- ANFORDERUNGEN
Überarbeite den Abschnitt von der Zeile mit "task: segment each instance of the black" bis zum Ende der Einträge: Schreib ihn noch einmal ab, ersetze dabei "table skirt" durch "tablecloth" und lass alles andere unverändert.

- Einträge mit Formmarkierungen
===

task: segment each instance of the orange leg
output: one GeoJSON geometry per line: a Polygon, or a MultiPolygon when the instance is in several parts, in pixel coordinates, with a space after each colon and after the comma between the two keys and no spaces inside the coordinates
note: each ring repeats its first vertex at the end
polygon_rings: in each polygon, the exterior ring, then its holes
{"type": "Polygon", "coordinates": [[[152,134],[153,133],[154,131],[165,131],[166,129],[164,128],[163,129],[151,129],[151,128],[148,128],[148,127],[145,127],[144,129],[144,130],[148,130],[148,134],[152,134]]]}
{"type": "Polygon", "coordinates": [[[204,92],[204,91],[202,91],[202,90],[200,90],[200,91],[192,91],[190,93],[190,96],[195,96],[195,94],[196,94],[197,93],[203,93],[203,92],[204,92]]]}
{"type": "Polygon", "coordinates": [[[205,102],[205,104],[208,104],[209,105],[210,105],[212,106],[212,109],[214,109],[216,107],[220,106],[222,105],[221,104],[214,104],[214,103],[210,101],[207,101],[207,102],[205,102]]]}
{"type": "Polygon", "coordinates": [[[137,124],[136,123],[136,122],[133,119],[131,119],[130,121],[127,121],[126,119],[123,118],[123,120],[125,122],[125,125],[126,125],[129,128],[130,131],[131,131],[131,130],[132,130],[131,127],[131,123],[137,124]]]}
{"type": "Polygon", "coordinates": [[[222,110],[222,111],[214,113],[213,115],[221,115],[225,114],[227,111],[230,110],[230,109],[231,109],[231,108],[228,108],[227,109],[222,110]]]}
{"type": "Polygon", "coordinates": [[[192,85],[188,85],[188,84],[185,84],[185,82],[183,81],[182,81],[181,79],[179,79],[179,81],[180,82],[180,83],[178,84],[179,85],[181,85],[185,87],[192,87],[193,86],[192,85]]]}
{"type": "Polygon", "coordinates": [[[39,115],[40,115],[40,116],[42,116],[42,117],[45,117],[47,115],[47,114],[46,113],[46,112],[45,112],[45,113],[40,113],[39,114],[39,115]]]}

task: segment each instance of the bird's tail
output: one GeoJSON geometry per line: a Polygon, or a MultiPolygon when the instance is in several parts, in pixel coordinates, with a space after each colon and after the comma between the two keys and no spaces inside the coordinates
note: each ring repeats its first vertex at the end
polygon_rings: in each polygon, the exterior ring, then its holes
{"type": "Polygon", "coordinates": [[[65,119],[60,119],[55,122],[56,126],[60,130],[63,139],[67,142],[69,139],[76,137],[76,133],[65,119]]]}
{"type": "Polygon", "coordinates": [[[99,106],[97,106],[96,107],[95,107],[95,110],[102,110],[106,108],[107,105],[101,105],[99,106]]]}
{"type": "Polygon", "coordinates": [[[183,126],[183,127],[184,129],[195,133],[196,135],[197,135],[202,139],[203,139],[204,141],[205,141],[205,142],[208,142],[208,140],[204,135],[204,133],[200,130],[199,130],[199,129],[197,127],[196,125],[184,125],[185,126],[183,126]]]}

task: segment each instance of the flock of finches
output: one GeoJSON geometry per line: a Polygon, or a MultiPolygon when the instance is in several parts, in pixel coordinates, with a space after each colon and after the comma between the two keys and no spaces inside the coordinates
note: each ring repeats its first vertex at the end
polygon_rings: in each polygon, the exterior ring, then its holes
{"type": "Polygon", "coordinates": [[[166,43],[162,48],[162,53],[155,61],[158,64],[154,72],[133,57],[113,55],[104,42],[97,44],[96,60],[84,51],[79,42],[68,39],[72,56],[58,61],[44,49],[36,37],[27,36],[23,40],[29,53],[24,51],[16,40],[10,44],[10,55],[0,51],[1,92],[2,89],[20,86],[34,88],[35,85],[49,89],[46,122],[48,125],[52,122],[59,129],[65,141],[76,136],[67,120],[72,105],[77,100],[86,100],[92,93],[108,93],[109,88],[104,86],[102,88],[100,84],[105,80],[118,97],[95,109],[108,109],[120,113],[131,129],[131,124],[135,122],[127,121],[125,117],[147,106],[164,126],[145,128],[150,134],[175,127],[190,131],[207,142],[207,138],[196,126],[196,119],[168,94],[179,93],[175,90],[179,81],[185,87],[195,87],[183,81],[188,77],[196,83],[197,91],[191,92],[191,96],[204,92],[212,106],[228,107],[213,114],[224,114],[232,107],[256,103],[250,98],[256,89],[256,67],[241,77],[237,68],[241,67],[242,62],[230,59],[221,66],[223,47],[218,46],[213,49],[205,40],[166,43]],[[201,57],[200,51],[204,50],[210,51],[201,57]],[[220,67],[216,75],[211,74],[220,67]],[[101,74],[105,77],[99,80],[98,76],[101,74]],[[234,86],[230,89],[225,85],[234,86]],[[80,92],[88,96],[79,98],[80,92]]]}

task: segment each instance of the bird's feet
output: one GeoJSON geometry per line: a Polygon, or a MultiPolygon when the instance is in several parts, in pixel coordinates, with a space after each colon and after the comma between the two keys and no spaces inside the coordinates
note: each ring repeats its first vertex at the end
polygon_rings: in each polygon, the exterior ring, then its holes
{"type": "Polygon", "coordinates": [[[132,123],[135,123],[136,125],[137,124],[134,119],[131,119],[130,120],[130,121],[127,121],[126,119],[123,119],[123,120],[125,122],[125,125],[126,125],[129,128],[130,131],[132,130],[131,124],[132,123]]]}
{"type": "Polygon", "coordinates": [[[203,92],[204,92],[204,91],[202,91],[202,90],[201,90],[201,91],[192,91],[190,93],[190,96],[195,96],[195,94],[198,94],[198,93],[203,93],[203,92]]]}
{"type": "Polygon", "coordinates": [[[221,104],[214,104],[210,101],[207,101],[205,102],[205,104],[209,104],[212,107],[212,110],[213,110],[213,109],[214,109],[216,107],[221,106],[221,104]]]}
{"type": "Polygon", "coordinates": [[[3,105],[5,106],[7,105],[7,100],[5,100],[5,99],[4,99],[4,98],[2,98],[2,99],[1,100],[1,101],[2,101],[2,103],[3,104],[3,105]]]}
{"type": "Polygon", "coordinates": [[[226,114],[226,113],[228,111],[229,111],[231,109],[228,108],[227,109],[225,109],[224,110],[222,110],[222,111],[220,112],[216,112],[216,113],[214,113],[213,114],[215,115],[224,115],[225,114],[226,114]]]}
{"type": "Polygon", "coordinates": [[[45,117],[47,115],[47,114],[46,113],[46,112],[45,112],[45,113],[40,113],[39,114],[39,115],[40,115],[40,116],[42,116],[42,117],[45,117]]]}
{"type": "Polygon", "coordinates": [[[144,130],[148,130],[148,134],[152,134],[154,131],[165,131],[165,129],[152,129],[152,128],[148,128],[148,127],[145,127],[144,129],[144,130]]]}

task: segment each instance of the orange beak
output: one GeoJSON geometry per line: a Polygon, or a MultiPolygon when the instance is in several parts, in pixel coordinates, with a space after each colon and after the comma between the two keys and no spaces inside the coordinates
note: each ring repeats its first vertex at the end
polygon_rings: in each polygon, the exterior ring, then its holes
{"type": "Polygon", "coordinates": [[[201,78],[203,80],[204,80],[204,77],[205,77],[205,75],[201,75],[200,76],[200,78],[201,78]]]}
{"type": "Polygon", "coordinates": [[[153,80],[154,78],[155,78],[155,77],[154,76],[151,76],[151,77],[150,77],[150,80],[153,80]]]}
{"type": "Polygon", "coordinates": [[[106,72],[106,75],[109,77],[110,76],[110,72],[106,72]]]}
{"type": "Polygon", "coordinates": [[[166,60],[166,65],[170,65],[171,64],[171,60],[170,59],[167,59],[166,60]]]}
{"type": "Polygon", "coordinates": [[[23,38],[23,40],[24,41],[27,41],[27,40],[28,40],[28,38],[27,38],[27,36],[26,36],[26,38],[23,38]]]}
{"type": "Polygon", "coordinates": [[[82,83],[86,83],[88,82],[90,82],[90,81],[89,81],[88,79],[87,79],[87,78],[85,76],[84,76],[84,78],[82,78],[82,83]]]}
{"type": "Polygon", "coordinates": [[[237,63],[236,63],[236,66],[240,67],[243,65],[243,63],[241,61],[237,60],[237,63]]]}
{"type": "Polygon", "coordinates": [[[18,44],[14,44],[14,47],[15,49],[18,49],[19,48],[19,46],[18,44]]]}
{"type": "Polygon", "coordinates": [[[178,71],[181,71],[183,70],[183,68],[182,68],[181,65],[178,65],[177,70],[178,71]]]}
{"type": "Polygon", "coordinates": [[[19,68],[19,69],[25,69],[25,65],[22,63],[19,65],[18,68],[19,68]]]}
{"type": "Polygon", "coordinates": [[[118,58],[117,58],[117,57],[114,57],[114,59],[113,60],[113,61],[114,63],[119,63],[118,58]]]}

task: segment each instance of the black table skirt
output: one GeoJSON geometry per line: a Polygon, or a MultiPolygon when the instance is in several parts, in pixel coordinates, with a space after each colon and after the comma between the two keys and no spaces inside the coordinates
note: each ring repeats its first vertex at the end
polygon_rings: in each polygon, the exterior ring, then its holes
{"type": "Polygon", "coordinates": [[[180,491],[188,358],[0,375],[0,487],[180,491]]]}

===

- MUSTERLÖSUNG
task: segment each instance of the black tablecloth
output: one GeoJSON geometry per line: a Polygon, or a MultiPolygon when the instance is in several parts, in pixel coordinates, with a space after each colon and after the comma between the two keys and no spaces inside the coordinates
note: each ring repeats its first vertex at the end
polygon_rings: in each polygon, the exterior ring, then its holes
{"type": "Polygon", "coordinates": [[[180,491],[188,358],[0,375],[0,487],[180,491]]]}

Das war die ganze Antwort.